Position annotation records:
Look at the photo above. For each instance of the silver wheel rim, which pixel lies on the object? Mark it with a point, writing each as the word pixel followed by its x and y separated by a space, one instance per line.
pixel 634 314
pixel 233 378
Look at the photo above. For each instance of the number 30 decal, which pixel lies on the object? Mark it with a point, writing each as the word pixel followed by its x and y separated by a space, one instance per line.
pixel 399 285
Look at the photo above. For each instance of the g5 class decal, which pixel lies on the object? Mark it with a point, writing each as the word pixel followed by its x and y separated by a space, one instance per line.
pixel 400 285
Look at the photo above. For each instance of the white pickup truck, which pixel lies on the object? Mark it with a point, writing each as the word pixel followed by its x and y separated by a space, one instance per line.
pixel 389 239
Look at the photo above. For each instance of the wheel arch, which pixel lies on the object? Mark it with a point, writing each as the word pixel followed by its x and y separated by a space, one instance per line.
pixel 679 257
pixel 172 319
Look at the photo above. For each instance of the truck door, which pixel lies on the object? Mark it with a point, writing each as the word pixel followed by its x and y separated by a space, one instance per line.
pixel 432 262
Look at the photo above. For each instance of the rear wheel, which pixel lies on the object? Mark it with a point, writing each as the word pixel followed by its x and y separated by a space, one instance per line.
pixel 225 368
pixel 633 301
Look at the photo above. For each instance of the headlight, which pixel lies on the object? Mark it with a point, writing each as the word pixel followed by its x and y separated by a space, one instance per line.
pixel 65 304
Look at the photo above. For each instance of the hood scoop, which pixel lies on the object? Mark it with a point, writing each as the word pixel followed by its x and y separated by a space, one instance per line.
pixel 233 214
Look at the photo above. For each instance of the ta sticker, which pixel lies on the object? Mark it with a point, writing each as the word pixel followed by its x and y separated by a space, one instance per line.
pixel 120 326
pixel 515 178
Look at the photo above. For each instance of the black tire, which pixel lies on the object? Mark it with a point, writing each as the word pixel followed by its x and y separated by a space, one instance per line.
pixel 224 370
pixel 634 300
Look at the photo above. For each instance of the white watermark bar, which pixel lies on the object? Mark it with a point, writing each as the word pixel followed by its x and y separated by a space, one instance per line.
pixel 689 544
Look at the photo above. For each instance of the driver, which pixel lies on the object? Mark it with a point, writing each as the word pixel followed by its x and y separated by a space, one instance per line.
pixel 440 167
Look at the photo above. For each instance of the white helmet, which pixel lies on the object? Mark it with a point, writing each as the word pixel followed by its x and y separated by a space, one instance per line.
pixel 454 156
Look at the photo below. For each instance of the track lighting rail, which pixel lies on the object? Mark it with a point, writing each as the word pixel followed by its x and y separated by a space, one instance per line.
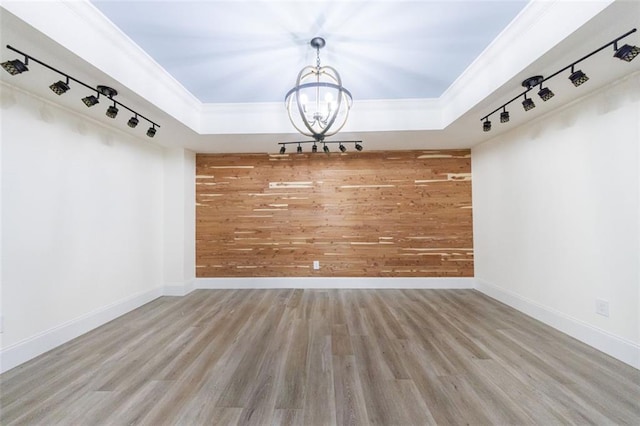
pixel 99 90
pixel 530 83
pixel 325 148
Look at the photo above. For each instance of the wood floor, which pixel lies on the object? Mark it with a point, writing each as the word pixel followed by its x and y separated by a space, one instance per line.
pixel 314 357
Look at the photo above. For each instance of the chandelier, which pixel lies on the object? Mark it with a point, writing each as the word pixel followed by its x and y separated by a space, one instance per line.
pixel 318 105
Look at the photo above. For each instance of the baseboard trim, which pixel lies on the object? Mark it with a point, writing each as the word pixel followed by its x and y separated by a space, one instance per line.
pixel 617 347
pixel 179 289
pixel 27 349
pixel 335 282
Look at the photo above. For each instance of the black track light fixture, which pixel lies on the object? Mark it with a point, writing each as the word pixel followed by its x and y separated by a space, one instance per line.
pixel 133 121
pixel 528 103
pixel 545 93
pixel 325 146
pixel 112 111
pixel 60 87
pixel 91 100
pixel 577 77
pixel 16 66
pixel 504 116
pixel 626 52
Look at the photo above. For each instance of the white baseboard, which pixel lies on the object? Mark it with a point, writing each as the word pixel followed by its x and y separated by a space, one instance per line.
pixel 335 282
pixel 179 288
pixel 30 348
pixel 617 347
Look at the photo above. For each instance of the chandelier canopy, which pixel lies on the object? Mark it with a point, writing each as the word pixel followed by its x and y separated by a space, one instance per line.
pixel 318 105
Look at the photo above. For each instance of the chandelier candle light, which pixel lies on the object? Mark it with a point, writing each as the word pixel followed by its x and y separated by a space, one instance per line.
pixel 318 105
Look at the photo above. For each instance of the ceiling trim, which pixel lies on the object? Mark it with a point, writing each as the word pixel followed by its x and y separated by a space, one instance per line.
pixel 525 40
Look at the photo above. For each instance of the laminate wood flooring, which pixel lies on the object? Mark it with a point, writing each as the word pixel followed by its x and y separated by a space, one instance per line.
pixel 322 357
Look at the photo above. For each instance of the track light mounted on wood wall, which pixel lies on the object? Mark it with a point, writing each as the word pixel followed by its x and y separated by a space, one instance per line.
pixel 314 148
pixel 16 66
pixel 577 77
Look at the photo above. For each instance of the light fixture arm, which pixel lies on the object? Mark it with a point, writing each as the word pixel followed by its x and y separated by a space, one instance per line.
pixel 570 66
pixel 68 77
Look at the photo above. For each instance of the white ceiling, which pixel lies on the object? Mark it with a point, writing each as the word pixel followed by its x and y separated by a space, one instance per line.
pixel 251 51
pixel 213 74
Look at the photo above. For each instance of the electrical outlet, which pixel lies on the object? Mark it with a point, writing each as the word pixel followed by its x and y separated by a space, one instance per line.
pixel 602 307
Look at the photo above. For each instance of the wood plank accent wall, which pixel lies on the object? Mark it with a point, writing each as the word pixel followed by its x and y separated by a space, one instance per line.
pixel 360 214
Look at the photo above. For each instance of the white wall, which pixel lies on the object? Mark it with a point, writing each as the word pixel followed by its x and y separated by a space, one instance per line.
pixel 82 224
pixel 556 218
pixel 180 219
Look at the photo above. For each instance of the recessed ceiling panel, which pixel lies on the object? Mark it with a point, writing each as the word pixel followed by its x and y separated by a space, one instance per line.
pixel 251 51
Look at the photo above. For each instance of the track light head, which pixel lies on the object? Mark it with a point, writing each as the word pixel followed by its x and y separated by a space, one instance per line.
pixel 90 101
pixel 528 103
pixel 545 93
pixel 112 111
pixel 15 66
pixel 60 87
pixel 532 82
pixel 627 52
pixel 578 77
pixel 109 92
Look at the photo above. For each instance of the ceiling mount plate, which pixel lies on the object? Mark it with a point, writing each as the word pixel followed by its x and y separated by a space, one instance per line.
pixel 532 81
pixel 107 91
pixel 317 42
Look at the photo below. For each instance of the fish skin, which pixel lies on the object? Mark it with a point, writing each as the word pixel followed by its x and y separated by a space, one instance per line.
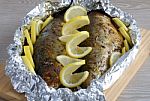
pixel 104 39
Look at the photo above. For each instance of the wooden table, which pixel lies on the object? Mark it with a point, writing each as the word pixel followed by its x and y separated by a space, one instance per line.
pixel 12 11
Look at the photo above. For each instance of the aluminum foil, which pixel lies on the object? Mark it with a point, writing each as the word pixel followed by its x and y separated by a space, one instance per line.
pixel 36 89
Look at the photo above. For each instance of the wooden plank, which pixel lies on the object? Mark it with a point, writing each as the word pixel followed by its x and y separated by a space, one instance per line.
pixel 113 93
pixel 7 92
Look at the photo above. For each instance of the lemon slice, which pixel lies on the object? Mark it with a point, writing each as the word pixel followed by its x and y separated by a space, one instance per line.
pixel 114 57
pixel 26 33
pixel 72 47
pixel 71 80
pixel 120 23
pixel 126 45
pixel 28 64
pixel 65 60
pixel 75 23
pixel 125 35
pixel 74 11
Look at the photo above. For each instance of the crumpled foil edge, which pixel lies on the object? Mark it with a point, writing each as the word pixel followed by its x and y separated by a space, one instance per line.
pixel 34 86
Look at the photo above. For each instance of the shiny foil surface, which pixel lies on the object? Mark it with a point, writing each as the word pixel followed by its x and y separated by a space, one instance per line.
pixel 35 88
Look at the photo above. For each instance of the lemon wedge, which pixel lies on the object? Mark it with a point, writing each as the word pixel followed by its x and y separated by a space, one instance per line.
pixel 74 11
pixel 123 50
pixel 28 64
pixel 71 80
pixel 74 24
pixel 120 23
pixel 47 21
pixel 33 31
pixel 39 24
pixel 26 34
pixel 28 55
pixel 126 45
pixel 72 47
pixel 114 57
pixel 125 35
pixel 65 60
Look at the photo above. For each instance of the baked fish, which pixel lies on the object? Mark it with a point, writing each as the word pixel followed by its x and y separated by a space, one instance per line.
pixel 104 39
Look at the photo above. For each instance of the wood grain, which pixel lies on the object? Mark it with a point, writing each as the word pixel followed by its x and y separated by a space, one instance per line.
pixel 12 11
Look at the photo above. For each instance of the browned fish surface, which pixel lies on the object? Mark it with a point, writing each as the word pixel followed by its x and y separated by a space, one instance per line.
pixel 104 39
pixel 46 48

_EXERCISE TASK_: Every line from the one containing "lemon slice, which" through the end of the data must be repeated exactly, and no other line.

_EXERCISE ANSWER_:
Look at the photo above. For each instance of the lemon slice, which pixel lies on the object? Mark it with a point, writing each as the word pixel followed by its x and y separated by a space, one instance per line.
pixel 114 57
pixel 26 33
pixel 72 47
pixel 71 80
pixel 120 23
pixel 126 45
pixel 28 64
pixel 65 60
pixel 75 23
pixel 125 35
pixel 74 11
Look at the photo above. For each instance of the crumpled foil edge, which pixel lies on the object? Mark it with a point, writing each as the word pixel followed by its x and y separated by a space, one instance per line.
pixel 34 86
Look at the photo above. For each instance of the shiny foil surface, which pixel lies on the object? Mark it with a point, writing each as the word pixel followed by its x and y separated by a space, one instance per line.
pixel 35 88
Look at the photo above. For each instance of the lemon wedge, which pixel lies on the object? Mark it with a point, writing each as the word pixel followed by its x and y separated by a space, one instance per line.
pixel 74 11
pixel 123 50
pixel 28 64
pixel 71 80
pixel 74 24
pixel 120 23
pixel 47 21
pixel 33 31
pixel 39 24
pixel 26 34
pixel 28 55
pixel 126 45
pixel 72 47
pixel 114 57
pixel 125 35
pixel 65 60
Look at the photo above. For each instance of the baked fish, which pixel lies on the object? Mark it with a point, writing each as the word pixel followed by its x and y separated by a space, one instance per line.
pixel 104 39
Look at the photo above. For each instance of the wood grain, which pixel lies on the object? Mark it with a point, writing each as the word pixel followed by its x and y separated by a space, one instance per line.
pixel 12 11
Look at the photo above. For each instance of the browned fish surface, which pixel lies on the object? Mark it with a point, writing each as the word pixel followed by its x and y separated by a space, one instance per line.
pixel 104 39
pixel 46 48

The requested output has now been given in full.